[Recorded data]
○ ○ ○ ○ ○ ○ ○

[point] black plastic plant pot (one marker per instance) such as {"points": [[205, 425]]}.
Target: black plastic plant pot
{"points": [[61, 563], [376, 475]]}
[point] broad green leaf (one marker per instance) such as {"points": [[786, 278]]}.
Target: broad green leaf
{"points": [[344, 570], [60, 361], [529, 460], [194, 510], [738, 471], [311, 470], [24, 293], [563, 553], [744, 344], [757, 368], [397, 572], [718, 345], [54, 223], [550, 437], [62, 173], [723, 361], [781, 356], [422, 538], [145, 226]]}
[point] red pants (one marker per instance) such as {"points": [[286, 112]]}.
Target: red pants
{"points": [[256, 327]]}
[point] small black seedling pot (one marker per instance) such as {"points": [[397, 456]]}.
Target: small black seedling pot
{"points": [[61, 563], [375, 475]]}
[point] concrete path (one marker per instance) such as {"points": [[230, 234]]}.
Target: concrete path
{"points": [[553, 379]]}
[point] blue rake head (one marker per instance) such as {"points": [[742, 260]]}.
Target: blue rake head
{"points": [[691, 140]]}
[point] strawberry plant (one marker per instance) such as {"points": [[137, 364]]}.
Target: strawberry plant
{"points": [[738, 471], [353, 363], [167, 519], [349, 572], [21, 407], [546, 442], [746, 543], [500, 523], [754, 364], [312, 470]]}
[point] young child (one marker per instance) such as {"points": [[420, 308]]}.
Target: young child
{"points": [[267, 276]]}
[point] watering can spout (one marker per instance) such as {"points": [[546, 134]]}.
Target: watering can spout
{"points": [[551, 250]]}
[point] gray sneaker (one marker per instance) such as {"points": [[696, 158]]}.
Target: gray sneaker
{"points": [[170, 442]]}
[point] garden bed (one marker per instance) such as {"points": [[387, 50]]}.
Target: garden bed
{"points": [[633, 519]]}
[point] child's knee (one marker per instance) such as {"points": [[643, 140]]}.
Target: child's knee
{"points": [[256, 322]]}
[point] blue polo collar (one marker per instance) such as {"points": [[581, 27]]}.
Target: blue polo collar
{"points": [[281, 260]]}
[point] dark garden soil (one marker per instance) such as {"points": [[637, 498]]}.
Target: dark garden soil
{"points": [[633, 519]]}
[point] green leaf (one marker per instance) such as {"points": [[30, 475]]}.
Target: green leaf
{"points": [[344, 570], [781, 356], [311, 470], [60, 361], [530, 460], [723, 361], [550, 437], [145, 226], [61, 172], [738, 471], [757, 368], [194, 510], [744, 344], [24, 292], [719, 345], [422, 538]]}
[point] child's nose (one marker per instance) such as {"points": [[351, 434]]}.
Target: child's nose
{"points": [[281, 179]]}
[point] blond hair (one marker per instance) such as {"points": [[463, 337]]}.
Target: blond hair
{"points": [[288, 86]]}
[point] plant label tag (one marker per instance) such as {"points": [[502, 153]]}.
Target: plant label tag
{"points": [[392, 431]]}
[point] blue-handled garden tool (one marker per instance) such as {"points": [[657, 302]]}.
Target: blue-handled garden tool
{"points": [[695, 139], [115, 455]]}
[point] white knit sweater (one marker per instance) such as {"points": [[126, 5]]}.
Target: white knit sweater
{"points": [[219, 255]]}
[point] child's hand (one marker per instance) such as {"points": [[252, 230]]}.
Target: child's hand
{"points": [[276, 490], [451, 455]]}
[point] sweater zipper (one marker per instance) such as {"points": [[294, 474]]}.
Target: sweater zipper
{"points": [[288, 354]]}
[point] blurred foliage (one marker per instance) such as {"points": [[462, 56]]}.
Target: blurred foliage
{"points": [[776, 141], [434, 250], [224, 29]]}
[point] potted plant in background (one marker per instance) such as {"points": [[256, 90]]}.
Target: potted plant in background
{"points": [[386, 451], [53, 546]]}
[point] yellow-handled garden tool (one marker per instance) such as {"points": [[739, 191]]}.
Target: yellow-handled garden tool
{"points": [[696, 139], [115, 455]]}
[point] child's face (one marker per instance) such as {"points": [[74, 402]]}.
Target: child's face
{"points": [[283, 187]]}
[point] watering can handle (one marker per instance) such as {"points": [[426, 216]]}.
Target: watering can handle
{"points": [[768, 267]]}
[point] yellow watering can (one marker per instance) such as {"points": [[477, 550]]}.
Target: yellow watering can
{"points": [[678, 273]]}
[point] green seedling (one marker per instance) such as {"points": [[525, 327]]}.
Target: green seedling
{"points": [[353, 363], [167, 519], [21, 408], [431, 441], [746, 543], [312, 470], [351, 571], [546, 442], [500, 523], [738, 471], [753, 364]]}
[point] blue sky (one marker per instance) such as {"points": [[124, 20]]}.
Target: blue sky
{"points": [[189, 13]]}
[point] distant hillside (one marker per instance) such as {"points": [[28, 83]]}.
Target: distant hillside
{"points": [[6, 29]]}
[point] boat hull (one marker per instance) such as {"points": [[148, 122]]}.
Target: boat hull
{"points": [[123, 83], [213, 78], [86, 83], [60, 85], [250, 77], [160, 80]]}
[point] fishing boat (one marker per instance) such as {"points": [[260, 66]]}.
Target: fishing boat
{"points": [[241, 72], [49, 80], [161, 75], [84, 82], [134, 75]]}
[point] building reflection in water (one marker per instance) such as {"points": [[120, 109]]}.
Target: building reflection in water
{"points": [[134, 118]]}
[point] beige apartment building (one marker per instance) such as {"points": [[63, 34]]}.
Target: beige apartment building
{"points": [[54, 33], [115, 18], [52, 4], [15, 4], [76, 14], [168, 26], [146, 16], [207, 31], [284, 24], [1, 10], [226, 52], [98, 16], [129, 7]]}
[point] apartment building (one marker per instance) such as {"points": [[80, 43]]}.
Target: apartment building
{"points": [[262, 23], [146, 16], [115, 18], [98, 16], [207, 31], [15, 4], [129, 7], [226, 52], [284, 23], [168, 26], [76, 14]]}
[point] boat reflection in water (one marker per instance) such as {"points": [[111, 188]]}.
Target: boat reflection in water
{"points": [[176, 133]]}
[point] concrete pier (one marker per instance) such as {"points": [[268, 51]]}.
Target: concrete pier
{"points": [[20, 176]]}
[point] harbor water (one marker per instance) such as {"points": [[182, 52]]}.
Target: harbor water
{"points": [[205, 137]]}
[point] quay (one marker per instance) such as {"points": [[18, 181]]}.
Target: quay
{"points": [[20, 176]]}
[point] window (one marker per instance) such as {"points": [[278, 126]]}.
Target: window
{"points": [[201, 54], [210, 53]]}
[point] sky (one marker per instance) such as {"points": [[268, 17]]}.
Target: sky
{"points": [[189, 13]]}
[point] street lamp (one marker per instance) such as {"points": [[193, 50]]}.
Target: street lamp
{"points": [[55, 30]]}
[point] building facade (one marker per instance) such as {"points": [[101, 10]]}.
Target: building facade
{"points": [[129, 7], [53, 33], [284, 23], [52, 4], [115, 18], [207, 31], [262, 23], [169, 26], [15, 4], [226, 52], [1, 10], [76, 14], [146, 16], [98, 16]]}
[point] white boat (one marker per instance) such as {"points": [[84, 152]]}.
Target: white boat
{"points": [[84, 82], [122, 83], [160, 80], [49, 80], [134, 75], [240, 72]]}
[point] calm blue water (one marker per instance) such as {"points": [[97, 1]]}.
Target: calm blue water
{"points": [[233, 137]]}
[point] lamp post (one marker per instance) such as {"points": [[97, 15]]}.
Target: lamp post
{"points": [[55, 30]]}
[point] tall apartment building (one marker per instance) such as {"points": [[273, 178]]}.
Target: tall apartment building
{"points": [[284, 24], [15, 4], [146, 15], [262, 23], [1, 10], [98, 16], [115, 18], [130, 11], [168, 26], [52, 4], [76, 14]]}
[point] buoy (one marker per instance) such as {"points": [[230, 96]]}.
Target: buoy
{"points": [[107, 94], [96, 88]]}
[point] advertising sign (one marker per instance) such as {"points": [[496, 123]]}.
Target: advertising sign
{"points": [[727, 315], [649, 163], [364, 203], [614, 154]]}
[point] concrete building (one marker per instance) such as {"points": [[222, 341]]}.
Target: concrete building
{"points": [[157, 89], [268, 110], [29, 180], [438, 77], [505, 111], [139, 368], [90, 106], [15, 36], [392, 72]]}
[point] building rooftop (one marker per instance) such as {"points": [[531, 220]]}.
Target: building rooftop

○ ○ ○ ○ ○ ○ ○

## Exercise brief
Quote only the lines from the line containing "[point] calm blue" through the end of the entries, keeping the first and the last.

## Answer to this task
[point] calm blue water (one marker per instance) such as {"points": [[97, 1]]}.
Target: calm blue water
{"points": [[233, 137]]}
[point] lamp post (one marker per instance) such as {"points": [[97, 15]]}.
Target: lamp post
{"points": [[55, 30]]}
[point] tall apartment building (one marker per instance) such as {"points": [[273, 178]]}.
Target: tall apartment building
{"points": [[284, 24], [15, 4], [146, 15], [262, 23], [1, 10], [98, 16], [115, 18], [130, 11], [168, 26], [52, 4], [76, 14]]}
[point] buoy (one marker per instance) such as {"points": [[230, 96]]}.
Target: buoy
{"points": [[107, 94], [96, 88]]}
[point] advertising sign (one marker per instance) such as {"points": [[496, 123]]}.
Target: advertising sign
{"points": [[727, 315], [649, 163], [364, 203], [614, 154]]}
[point] concrete building (one marker per instance) such as {"points": [[222, 341]]}.
Target: concrete building
{"points": [[157, 89], [268, 110], [29, 180], [438, 77], [505, 111], [139, 368], [90, 106], [15, 36], [392, 72]]}
[point] building rooftop (one marker per instance) such as {"points": [[531, 220]]}.
Target: building rooftop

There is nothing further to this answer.